Give the rows as a JSON list of strings, one string per line with blank lines omitted, starting at the line that contains "query: the noun phrase to segment: white storage" and ending after the line that contains "[[[148,179],[132,179],[128,182],[129,192],[152,192],[152,181]]]".

>> start

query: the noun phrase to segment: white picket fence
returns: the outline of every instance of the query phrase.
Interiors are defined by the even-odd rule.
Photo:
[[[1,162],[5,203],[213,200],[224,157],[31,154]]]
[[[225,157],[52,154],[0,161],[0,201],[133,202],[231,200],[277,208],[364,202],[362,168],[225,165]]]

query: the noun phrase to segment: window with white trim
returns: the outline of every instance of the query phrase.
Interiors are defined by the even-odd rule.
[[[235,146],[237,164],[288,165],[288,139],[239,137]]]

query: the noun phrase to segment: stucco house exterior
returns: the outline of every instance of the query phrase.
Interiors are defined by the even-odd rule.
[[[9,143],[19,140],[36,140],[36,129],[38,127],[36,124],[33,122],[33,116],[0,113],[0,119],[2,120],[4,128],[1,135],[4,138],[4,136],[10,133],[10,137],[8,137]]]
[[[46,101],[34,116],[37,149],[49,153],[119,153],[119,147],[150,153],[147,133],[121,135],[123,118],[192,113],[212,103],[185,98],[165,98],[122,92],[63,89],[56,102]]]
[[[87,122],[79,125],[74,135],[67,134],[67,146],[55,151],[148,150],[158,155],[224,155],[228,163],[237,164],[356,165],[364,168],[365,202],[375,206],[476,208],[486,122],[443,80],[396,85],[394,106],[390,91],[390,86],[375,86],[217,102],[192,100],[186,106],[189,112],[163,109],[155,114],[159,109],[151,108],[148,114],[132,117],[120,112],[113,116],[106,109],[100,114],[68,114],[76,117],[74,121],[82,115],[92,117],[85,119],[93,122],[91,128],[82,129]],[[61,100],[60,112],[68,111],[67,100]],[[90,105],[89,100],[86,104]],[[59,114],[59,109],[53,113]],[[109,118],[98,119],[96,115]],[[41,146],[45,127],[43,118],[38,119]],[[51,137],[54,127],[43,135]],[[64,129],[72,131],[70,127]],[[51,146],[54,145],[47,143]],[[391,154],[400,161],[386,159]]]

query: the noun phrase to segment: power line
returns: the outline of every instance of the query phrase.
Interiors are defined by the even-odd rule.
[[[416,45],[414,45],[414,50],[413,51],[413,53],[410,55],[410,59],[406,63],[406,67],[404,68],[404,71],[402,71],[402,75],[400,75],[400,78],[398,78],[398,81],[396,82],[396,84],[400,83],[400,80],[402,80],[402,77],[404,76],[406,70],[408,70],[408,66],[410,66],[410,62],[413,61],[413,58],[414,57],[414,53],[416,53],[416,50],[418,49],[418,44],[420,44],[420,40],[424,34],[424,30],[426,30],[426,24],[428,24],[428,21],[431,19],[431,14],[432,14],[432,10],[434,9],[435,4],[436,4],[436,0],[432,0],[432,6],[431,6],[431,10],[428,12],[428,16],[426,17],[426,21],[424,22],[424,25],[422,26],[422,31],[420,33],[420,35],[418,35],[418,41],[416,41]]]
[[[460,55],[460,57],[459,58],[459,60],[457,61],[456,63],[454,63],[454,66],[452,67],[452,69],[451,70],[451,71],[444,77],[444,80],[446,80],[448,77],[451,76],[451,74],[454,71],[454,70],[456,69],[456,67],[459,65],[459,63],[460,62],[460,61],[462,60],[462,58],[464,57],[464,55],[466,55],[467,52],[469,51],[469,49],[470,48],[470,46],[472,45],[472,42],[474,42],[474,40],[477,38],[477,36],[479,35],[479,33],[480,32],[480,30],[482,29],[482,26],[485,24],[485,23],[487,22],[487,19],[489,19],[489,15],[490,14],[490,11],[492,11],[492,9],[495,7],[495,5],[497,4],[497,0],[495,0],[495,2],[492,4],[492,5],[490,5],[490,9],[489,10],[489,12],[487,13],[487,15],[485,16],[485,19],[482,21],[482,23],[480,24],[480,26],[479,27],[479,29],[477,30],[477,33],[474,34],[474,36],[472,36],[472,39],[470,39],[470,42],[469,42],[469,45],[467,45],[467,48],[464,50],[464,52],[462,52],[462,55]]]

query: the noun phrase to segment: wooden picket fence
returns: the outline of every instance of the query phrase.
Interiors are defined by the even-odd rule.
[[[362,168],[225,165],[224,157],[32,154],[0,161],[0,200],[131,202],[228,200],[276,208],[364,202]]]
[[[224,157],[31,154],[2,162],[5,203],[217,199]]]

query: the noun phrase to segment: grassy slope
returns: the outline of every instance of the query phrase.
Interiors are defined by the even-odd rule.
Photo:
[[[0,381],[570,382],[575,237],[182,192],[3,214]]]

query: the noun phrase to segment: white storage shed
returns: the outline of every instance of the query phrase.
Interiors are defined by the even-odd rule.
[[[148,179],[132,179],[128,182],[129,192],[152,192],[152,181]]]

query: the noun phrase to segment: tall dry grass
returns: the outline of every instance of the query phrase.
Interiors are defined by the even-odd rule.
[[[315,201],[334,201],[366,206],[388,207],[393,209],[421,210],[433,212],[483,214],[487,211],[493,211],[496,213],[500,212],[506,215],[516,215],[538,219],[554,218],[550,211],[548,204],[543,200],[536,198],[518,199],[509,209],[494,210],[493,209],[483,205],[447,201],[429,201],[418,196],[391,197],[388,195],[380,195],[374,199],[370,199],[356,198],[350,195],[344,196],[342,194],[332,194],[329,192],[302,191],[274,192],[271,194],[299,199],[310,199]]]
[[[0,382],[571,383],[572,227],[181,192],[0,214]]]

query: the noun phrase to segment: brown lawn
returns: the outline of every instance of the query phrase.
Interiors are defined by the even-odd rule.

>> end

Problem solution:
[
  "query: the noun phrase to segment: white storage shed",
  "returns: the outline of every instance of the query phrase.",
  "Interiors are defined by the even-odd rule.",
  "[[[148,179],[132,179],[128,182],[129,192],[152,192],[152,181]]]"
]